Top of Input records
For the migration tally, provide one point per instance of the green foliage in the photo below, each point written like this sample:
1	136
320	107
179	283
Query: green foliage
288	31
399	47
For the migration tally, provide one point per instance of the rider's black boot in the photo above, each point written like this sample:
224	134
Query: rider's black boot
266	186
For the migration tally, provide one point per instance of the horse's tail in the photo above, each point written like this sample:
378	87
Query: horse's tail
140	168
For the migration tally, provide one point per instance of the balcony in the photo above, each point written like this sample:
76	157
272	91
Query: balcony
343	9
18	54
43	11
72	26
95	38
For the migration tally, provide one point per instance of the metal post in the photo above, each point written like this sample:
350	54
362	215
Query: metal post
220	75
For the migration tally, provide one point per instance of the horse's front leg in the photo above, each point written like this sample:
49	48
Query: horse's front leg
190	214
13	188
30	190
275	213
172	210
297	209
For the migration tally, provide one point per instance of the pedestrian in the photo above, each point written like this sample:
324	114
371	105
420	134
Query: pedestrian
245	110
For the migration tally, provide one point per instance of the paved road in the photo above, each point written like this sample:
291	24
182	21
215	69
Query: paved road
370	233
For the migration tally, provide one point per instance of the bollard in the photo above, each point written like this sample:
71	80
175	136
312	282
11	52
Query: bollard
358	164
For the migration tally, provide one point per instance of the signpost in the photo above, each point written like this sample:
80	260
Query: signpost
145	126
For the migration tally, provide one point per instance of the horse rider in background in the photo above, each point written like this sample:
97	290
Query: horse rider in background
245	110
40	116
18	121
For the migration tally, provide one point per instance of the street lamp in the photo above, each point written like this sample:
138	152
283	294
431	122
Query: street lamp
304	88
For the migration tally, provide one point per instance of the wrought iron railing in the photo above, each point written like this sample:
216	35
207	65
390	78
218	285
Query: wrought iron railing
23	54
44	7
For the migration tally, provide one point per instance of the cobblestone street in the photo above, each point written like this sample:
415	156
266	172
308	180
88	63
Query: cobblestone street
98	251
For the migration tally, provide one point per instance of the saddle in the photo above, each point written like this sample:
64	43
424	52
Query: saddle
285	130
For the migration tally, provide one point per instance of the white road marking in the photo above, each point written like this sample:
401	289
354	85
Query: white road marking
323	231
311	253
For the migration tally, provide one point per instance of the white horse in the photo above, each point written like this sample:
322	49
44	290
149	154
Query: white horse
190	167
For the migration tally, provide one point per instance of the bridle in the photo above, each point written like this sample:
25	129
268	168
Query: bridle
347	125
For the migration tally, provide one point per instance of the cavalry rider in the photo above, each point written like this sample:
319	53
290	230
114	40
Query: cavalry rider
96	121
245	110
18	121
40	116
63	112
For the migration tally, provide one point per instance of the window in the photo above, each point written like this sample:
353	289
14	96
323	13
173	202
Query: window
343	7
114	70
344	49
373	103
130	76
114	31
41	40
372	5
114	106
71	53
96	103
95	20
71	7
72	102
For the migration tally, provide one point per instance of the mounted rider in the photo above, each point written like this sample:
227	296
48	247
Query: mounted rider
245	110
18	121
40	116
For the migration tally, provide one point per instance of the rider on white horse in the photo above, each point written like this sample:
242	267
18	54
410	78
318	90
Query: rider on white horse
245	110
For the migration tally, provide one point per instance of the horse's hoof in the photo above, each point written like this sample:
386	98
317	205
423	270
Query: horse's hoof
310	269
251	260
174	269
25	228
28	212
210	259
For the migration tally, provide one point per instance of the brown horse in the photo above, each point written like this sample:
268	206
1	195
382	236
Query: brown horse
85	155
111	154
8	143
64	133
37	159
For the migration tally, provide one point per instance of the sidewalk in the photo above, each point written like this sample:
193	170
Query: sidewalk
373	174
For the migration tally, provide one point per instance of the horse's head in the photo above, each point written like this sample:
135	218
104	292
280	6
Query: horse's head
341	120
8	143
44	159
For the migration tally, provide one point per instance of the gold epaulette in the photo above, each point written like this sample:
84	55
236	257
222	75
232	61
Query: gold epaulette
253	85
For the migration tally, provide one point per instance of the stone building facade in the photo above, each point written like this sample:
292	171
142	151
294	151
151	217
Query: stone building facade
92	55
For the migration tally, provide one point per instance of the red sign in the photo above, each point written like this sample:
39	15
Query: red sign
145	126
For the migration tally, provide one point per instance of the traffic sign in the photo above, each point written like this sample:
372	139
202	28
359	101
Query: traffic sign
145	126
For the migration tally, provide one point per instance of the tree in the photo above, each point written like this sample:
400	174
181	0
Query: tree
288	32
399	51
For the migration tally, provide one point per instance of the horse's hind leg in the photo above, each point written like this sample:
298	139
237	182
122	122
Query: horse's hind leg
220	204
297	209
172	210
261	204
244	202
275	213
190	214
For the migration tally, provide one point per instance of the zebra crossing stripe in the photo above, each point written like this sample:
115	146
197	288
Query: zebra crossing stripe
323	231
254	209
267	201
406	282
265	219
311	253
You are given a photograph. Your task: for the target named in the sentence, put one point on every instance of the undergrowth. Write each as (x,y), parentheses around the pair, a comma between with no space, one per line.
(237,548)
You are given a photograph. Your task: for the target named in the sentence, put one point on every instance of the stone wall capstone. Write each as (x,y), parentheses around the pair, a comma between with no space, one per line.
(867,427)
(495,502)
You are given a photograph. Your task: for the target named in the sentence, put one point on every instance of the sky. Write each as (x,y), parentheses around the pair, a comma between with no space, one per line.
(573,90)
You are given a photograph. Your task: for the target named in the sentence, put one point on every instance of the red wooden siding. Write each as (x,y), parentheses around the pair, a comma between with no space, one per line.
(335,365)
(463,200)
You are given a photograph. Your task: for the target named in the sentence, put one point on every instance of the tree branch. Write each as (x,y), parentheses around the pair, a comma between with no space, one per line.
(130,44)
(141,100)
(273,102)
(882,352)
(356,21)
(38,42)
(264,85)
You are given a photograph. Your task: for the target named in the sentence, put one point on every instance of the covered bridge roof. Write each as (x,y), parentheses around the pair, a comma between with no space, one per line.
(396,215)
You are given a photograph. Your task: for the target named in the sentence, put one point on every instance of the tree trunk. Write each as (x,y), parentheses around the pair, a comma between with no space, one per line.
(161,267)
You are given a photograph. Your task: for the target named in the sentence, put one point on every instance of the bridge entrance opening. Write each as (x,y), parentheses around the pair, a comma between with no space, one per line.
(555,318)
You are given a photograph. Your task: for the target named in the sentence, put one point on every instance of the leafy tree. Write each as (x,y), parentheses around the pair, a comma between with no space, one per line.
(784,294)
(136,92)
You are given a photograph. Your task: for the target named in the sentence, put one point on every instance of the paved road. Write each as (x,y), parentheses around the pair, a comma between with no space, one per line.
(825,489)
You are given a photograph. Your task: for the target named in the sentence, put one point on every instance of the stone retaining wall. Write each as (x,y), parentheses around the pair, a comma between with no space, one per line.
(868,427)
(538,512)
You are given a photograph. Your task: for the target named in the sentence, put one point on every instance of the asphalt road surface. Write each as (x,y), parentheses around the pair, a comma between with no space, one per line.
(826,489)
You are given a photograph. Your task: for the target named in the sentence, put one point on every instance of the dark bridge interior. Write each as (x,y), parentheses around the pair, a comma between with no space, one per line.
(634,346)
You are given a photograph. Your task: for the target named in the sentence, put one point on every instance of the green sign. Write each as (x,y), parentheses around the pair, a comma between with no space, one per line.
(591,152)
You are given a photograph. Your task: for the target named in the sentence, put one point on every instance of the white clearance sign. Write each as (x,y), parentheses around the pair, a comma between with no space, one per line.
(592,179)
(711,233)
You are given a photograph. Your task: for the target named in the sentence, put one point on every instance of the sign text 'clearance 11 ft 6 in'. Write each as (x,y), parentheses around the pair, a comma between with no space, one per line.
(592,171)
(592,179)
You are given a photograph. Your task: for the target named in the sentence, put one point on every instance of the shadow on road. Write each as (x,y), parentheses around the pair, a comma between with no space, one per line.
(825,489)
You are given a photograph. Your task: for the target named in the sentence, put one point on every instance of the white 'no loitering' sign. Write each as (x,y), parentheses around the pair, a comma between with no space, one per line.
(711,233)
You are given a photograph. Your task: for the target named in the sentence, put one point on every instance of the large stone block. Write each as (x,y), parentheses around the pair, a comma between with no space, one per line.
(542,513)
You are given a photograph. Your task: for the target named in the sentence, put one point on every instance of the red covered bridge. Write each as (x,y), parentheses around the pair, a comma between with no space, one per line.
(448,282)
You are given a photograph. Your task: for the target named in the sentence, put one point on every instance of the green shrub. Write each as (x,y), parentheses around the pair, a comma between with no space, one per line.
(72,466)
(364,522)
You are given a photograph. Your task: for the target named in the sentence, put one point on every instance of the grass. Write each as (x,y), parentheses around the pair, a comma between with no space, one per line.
Bottom of Input records
● **To do**: Once the line with "Query: traffic sign" is found in the records above, print exactly that line and every line after it through the line with "the horse's hind".

● **Exercise output**:
Query: traffic sign
145	126
For the migration tally, provide one point per instance of the tree in the photo above, each point written like this sample:
400	174
181	0
Query: tree
288	32
399	51
For the migration tally, provide one point per instance of the horse's hind leg in the photo above, each point written like this sample:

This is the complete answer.